## Start EXTRACT TO READ

I am building an email sending service (lambda, Nodejs) which will send email to list of addresses at the same time.
Because of requirement: each address receives a different email content, I cannot send multiple emails in one request, but one by one.
_array = ... // list of address + html content, > 10000 records
for (var i = 0; i < _array.length; i++) {
var params = {
Destination: {/* required */
ToAddresses: [_array[i].email]
},
Message: {/* required */
Body: { /* required */
Html: {
Data: _array[i].html,
Charset: 'UTF-8'
},
},
Subject: { /* required */
Data: 'Your order detail', /* required */
Charset: 'UTF-8'
}
},
Source: "[email protected]"
}
let send = await ses.sendEmail(params).promise();
}
Currently, I don't have that big data to test, but I tested with 100-200 emails, it's working, and take 15-40 secs to complete sending emails. Mathematically, 10000 need more than 25 mins to complete the task. Therefore, this approach is not scalable, because of lambda timeout limit at 15 mins
Any better approach or suggestion is appreciated.
Edit:
The solution from @Thales Minussi is awesome, I implemented it and it's working. I marked it as an answer, but still, I welcome all best practices address this issue. Share, learn, and code happily
NOT RECOMMENDED: What you could do is to parallelise sendEmail
calls. So you could create a big array of Promises and then make use of await Promises.all(yourPromisesArray)
, so Node.js would do its best to optimize the process based on the number of cores available on the machine your Lambda function runs at, meaning to get the best out of it, you'd need to set your Lambda's RAM memory to 3GB (the machine is directly proportional to the amount of RAM, which means the more RAM you set, the better the machine your code runs on). But this is still faulty as now we're talking about 10000 e-mails, but what if this number grows to 100000? 1000000? It's just a solution that doesn't scale enough to meet the demand as it grows, so this is not enough. Another thing is that if things go wrong (like one Promise fails) then it's really hard to recover.
RECOMMENDED: What I suggest instead is that you use SQS to decouple the functions that create the e-mail bodies from the function that actually sends it, so long story short, rather than invoking await ses.sendEmail(params).promise()

## End EXTRACT TO READ

(GIVEN EXERCISE 1) From the thread on bulk email sending with Lambda, reproduce verbatim the passage starting at "RECOMMENDED: What I" and ending at "invoking await ses.sendEmail(params).promise()".
(GIVEN EXERCISE 2) List the top-level keys of the params object that the code in the thread on bulk email sending defines.
(GIVEN EXERCISE 3) Continue the thread on bulk email sending with Lambda from the point at which it stops.

## Start ENTRIES PROVIDED

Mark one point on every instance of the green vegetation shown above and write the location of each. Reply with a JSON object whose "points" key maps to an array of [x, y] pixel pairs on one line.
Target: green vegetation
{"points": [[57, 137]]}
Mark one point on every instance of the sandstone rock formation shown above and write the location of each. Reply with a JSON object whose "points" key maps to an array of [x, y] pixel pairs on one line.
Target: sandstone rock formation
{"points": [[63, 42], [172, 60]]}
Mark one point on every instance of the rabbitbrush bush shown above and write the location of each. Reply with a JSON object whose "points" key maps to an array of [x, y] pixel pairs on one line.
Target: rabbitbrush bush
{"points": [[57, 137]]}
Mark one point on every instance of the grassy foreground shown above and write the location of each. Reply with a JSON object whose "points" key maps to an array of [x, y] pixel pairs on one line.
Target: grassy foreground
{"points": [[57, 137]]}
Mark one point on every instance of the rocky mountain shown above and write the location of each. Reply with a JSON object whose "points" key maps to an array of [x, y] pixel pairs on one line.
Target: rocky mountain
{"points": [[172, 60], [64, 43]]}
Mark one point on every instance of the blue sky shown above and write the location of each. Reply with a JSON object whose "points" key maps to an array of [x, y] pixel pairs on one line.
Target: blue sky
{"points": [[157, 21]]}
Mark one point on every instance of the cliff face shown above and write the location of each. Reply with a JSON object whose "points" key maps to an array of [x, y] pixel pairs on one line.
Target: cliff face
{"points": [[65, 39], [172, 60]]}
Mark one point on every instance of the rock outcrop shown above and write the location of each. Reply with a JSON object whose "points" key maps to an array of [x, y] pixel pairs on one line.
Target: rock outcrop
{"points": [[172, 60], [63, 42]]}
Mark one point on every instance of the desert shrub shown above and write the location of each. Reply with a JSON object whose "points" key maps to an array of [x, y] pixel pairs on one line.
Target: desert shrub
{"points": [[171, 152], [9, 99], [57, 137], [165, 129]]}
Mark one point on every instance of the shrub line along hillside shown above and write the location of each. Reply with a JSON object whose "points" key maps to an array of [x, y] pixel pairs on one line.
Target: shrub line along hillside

## End ENTRIES PROVIDED

(RESULT 1)
RECOMMENDED: What I suggest instead is that you use SQS to decouple the functions that create the e-mail bodies from the function that actually sends it, so long story short, rather than invoking await ses.sendEmail(params).promise()

(RESULT 2) Destination, Message, Source

(RESULT 3)
as you're doing above, you'd put this message in a SQS queue instead (respecting the 256KB limit per message) and subscribe another Lambda to this SQS queue. Every Lambda can read up to a batch of 10 messages from SQS (and every message can contain many e-mails), which would speed up the process quite significantly, especially because, by default, your Lambda functions will scale out to meet demand.
Let's run a simple math: if you send 100 messages to SQS and every message has 10 e-mails, it means, in the best scenario, 10 Lambdas would spin up, each consuming a batch of 10 messages, but as every message contains 10 e-mails, every Lambda would process 100 e-mails, therefore you'd be processing 1000 e-mails in a blink of an eye!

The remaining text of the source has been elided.